Directions =
Repeat the entries below exactly and in full.

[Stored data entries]

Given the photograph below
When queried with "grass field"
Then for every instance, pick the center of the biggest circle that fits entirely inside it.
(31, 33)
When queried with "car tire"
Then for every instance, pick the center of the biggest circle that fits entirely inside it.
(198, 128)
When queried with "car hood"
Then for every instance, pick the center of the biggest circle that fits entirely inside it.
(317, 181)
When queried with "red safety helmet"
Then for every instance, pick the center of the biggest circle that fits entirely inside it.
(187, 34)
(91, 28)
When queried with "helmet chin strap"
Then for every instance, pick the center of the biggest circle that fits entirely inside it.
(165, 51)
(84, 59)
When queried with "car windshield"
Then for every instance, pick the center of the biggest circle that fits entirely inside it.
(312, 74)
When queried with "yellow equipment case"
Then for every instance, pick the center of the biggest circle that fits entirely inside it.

Task solution =
Given the photograph below
When queried with "grass field"
Then for every instance, pick the center of the biggest circle that fits entirely inside it.
(31, 33)
When queried with "car tire"
Then for every instance, pick the center of the biggest circle that fits entirely inside it.
(198, 128)
When queried with "car hood"
Then for every instance, pick the center of the biggest circle that fits entirely inside it.
(317, 181)
When queried with "red safety helmet"
Then for every instance, pick the center of the biggest circle that fits entirely inside it.
(187, 34)
(91, 28)
When queried with "helmet chin strap"
Then for every instance, pick the center of the biggest circle that fits entirely inside it.
(165, 51)
(84, 59)
When queried with "car windshield"
Then for every instance, pick the center of the biggest circle that fits entirely inside it.
(312, 74)
When queried with "yellow equipment case"
Then for every instance, pick the center of the biggest circle that fits entirely inside it.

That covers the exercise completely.